Consignes
• 1. Dans l'extrait sur la prison, relevez chaque groupe de personnes nommé, en citant les mots de l'extrait.
• 2. Recopiez le passage de l'extrait sur la prison qui va de « En outre, l’intégrité » jusqu'à « soins très dégradées. » inclus.

Extrait à lire
###
En outre, l’intégrité physique des personnes détenues n’est pas assurée du fait d’un climat de violences permanent et de conditions d’accès aux soins très dégradées.
De nombreux détenus ont témoigné d’un climat de violence généralisé, en cellule et dans les cours de promenade où les agressions sont fréquentes et où les surveillants n’entrent pas. Par crainte des agressions, de nombreuses personnes ne sortent plus de leur cellule. La surpopulation et l’inactivité forcée des détenus entraînent d’inévitables tensions : en 2020, l’établissement décomptait 64 agressions physiques de personnes détenues sur surveillants. L’exercice du métier de surveillant dans ces conditions est d’une évidente difficulté. Les contrôleurs ont également recueilli des témoignages nombreux et concordants de personnes détenues dénonçant des recours excessifs à la force et des violences (verbales et physiques) de la part de surveillants. L’ambiance en détention est délétère. La direction de l’établissement s’y rend trop rarement et n’y est pas identifiée, n’effectuant qu’exceptionnellement des entretiens avec les détenus.
###
[Entrées de données enregistrées]
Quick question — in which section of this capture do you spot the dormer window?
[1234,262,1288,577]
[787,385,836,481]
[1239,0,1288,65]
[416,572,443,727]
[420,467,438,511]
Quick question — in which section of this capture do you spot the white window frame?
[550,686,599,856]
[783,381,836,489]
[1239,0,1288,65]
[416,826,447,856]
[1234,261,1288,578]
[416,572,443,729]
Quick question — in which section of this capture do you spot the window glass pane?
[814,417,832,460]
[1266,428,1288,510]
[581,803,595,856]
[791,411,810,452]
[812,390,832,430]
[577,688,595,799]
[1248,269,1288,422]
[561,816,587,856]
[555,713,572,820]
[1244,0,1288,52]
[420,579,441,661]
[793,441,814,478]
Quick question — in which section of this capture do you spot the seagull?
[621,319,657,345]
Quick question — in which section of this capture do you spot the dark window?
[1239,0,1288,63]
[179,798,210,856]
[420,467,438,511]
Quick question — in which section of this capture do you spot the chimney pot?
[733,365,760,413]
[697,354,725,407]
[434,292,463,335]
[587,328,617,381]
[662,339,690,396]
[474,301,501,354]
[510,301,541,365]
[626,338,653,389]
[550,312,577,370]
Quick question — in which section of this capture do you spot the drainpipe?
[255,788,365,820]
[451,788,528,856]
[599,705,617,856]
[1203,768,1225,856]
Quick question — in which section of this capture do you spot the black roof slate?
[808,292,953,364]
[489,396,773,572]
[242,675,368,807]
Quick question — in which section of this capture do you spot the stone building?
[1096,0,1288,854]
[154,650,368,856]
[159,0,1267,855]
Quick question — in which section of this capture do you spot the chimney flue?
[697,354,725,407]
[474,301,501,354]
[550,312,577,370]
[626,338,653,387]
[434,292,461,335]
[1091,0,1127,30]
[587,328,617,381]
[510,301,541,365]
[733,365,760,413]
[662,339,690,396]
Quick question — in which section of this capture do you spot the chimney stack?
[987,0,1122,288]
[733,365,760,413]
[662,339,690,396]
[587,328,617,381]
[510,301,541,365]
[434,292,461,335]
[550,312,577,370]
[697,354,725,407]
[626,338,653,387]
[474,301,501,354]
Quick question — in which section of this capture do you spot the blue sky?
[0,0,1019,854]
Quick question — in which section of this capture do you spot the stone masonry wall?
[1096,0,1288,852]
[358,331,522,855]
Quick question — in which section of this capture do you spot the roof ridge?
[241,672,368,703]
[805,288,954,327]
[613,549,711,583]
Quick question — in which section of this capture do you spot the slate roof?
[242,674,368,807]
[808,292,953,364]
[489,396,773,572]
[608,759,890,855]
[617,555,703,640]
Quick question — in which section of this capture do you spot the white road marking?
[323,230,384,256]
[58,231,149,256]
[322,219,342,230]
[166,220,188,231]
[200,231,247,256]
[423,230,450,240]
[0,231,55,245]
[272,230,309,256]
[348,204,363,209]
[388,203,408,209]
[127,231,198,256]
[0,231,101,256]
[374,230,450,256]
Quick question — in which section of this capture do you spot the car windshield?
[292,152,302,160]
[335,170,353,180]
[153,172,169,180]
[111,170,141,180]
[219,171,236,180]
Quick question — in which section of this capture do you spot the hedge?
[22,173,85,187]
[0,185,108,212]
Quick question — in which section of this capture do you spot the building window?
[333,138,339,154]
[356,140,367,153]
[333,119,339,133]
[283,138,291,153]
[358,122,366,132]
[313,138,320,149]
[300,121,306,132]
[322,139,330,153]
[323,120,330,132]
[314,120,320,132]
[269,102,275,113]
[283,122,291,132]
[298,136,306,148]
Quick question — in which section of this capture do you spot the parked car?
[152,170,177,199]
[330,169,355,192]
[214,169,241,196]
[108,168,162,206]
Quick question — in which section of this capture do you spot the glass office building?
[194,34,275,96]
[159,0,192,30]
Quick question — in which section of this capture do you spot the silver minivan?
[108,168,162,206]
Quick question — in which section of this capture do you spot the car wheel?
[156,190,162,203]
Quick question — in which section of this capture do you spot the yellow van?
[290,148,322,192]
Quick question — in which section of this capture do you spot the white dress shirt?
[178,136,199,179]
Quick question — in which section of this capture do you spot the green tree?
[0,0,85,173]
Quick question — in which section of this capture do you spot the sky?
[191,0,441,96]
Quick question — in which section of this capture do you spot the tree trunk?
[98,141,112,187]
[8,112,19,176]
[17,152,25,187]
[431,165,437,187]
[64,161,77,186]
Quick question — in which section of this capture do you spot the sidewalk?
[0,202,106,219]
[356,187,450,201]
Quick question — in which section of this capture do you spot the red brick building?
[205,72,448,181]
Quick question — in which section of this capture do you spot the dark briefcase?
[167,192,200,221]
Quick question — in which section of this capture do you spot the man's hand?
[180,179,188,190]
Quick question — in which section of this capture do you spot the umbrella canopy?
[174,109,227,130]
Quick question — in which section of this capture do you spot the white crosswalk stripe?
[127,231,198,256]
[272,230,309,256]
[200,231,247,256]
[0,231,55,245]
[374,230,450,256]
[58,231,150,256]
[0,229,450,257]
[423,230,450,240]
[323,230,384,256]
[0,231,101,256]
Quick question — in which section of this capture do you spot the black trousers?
###
Réponses
• 1.
- les personnes détenues (les détenus)
- les surveillants
- les contrôleurs
- la direction de l'établissement

• 2.
En outre, l’intégrité physique des personnes détenues n’est pas assurée du fait d’un climat de violences permanent et de conditions d’accès aux soins très dégradées.